YOUR INSTRUCTIONS: Copy all the data exactly, except the pictures.

------------------------------------------------

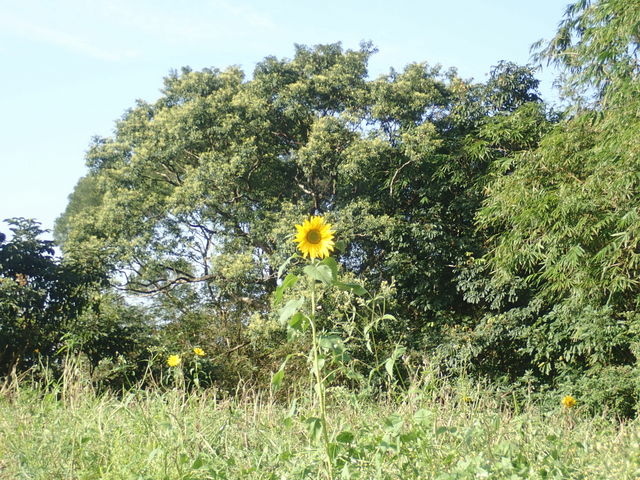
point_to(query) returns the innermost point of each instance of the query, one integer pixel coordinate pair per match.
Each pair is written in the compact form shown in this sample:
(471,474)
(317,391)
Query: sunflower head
(174,360)
(568,401)
(315,238)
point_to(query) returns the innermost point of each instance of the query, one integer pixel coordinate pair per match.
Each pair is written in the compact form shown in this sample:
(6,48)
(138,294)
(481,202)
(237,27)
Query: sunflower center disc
(314,237)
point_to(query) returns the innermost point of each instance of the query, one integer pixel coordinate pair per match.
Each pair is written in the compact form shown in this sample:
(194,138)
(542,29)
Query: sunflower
(568,402)
(315,238)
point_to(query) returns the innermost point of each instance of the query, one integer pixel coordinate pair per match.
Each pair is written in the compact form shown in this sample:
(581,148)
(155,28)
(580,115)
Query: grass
(438,431)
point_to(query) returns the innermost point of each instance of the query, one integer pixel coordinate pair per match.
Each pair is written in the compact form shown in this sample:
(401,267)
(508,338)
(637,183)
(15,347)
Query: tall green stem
(320,390)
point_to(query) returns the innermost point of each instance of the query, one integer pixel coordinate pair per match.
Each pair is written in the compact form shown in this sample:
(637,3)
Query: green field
(435,431)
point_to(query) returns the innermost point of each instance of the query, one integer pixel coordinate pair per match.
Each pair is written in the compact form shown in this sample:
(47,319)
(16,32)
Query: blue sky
(72,67)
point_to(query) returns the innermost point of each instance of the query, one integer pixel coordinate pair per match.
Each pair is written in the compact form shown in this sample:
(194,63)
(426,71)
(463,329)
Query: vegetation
(436,431)
(466,298)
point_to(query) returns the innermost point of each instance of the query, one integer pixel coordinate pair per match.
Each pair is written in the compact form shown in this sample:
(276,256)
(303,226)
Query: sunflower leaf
(288,281)
(333,266)
(289,309)
(352,287)
(321,273)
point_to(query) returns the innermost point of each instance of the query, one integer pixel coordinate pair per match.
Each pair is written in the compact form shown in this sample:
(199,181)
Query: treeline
(501,235)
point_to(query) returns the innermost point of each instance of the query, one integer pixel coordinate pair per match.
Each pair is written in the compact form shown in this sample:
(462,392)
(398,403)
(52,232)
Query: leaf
(276,379)
(314,425)
(352,287)
(345,437)
(298,322)
(391,361)
(331,342)
(333,266)
(284,265)
(289,281)
(289,309)
(321,273)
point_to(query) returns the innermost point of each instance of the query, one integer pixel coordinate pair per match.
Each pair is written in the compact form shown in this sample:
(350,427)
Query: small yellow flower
(174,360)
(315,238)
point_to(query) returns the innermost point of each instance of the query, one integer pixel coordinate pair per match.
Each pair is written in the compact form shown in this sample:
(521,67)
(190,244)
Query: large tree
(565,256)
(193,199)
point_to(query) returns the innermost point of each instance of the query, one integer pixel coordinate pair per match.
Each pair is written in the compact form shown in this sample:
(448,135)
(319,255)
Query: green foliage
(436,430)
(41,297)
(560,276)
(191,203)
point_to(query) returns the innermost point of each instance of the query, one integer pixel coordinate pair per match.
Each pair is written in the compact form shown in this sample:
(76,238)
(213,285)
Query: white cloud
(61,39)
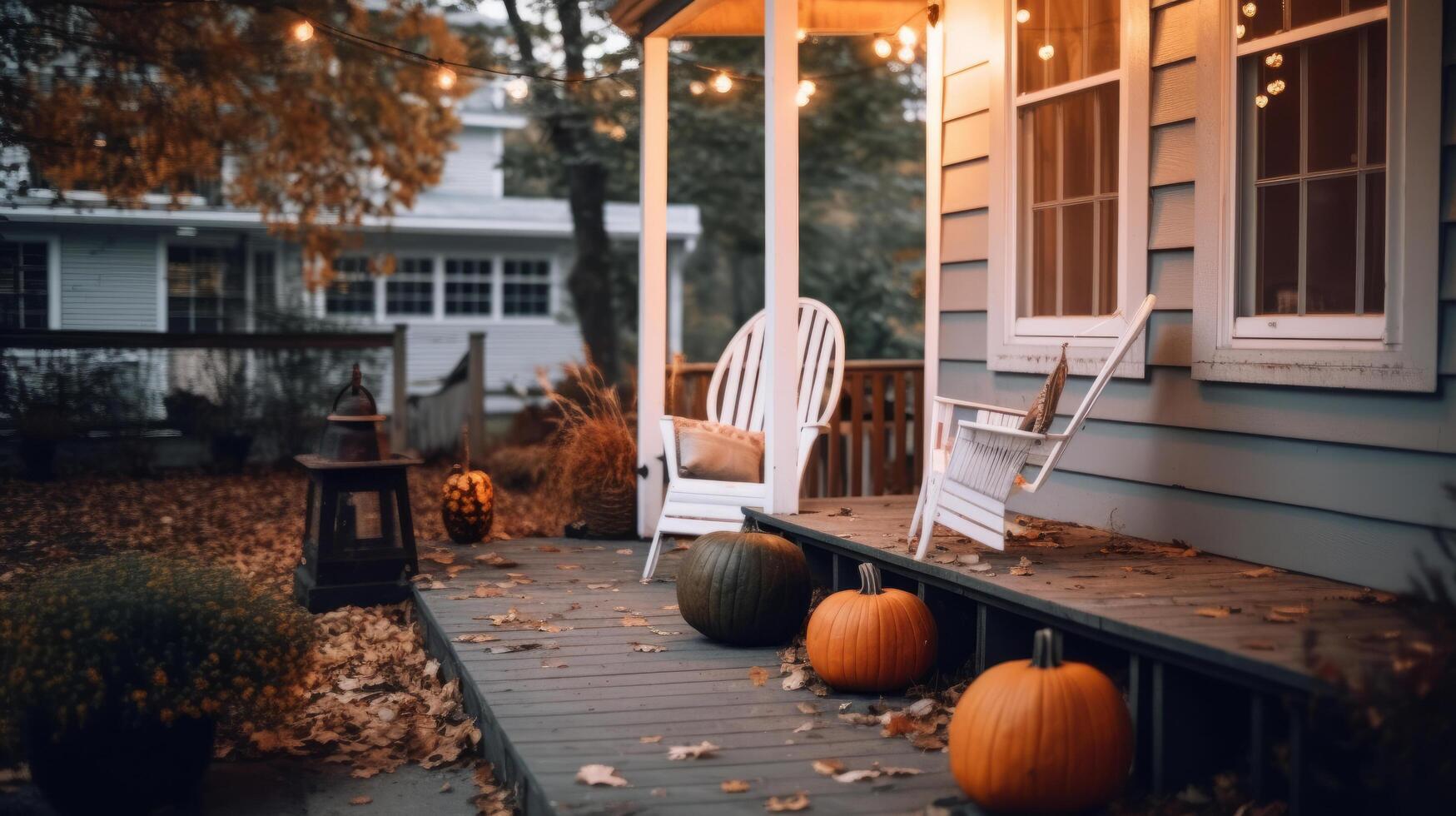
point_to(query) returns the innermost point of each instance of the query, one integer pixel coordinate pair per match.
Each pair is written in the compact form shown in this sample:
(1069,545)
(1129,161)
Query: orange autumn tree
(134,97)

------------------------------------------------

ANSWER TO THIS PROBLEM:
point_to(query) returns the innermost point of each instance of the query, one integer pixel coordinate pair per match.
Each pair is written in the compact form shown in this sample:
(471,474)
(317,391)
Query: sunflower head
(174,360)
(568,401)
(315,238)
point_to(query) returns the innermost point of each instance of the query, one integer pixel coordinate pair per match.
Each pair is written in the compact form shown in this sample:
(6,48)
(138,294)
(481,202)
(237,27)
Query: sunflower center disc
(314,237)
point_to(query) returns the innermost point of each instance of the query, one integer pixel coordinate pair per match.
Each pair is written in the compact form shown in this sample:
(194,138)
(542,29)
Query: sunflower
(568,402)
(315,238)
point_to(query) returns the innermost point of each instance of the query, one integer pixel coordinate pair per match.
Each pair is written in the compact form shown in this sample:
(581,148)
(155,28)
(580,115)
Query: grass
(438,431)
point_to(query) returns the innermost point of each instance of the query, one integer pixel coordinate pair per match.
Each pair is written in the compact form shown in this sample:
(401,267)
(508,338)
(637,183)
(15,347)
Query: tall green stem
(320,390)
point_to(query) returns the innermost point of each instance of the query, one integer pixel coordinate pair per match.
Each pair is written in the compact form shown in this sample:
(637,3)
Query: green field
(435,431)
point_to(query) returns the innermost point of each instance of the query, one integer pixel coordinate pair per match.
Each pair is written in the compact form shown in this sample:
(47,319)
(16,32)
Query: blue sky
(72,67)
point_to(query) returns the innermost point of each instance of the query, one integer pixel coordinate pair per match.
Each pair is written in the compact form shown in this sample:
(194,63)
(426,71)
(463,329)
Query: vegetation
(436,431)
(466,298)
point_to(query) returns the innermost point of each instance of the query, one integer pixel coordinate pair per match.
Each pair is written in the compact form shown in this sample:
(276,256)
(303,226)
Query: sunflower leaf
(288,281)
(333,266)
(289,309)
(352,287)
(321,273)
point_to(query) returns the innermost point of each instance of the query, one integer pixel coordinate pair per match.
Each pair is written in the compact form shown in this sample:
(199,181)
Query: treeline
(501,235)
point_to(query) returns the innermost point of each instance of the query, one integer pixel coordinate pair per match.
Each pair is written in the compact form shown in this sample:
(462,392)
(398,403)
(52,232)
Query: leaf
(276,379)
(314,425)
(352,287)
(345,437)
(298,322)
(391,361)
(331,342)
(333,266)
(284,265)
(289,281)
(289,309)
(321,273)
point_to(query) returns the innermost point of each instance of the query, one integer pixel coordinate pair per match.
Each pair is written in the compact form shown in this sample:
(350,427)
Query: small yellow flower
(174,360)
(315,238)
point_to(query) returns the innermost point of each instance of the query, one integer pixel coordinate pair per match.
Each pair is written in the compact form shown in this sample:
(521,67)
(190,244)
Query: large tree
(565,256)
(193,199)
point_to(query) returns the innermost point of each instance of the query, one integer pixel coordinate pair per match.
Each pair is written in the compact form shown in this sample:
(448,135)
(319,255)
Query: green foliage
(436,430)
(41,297)
(560,276)
(191,203)
point_to(query) returns the innermost point of each instance of the query, one integer pixel coordinate pair per match.
Each pair is written in the compact form shown in this sample:
(76,238)
(213,285)
Query: white cloud
(61,39)
point_to(query) returns the innermost point of each instance of the query, one integer pixel coordinate pair per match.
Each pair is written in the compact form shown in this sample:
(1069,545)
(1129,161)
Query: orange autumn tree
(134,97)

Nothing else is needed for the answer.